→ **DESCRIPTION OF THE TASK**
The first line to keep is the one containing "Query: baked bread"; restate it and all lines after it through the end of the material, word for word and nothing else.

= Beginning of Section =

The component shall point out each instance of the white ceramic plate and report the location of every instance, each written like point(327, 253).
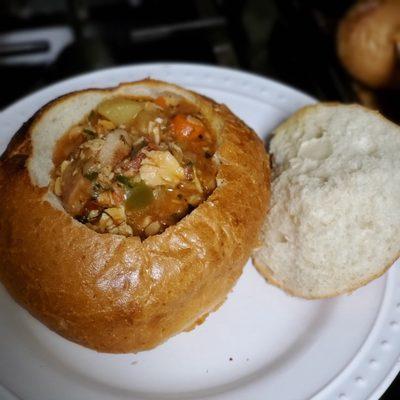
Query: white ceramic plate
point(261, 344)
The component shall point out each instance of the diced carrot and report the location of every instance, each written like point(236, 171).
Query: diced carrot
point(160, 101)
point(184, 129)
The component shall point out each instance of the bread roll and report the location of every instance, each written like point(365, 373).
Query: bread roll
point(334, 221)
point(368, 40)
point(116, 292)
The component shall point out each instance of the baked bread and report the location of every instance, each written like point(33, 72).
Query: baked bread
point(368, 42)
point(334, 221)
point(105, 286)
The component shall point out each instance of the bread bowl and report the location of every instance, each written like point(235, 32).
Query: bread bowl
point(115, 287)
point(367, 42)
point(334, 219)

= End of Section =

→ **TASK RESPONSE**
Query: baked bread
point(368, 42)
point(334, 221)
point(105, 286)
The component shall point out each instance of the bread bowl and report the location of every instance, each written like point(235, 32).
Query: bread bowl
point(115, 287)
point(367, 42)
point(334, 219)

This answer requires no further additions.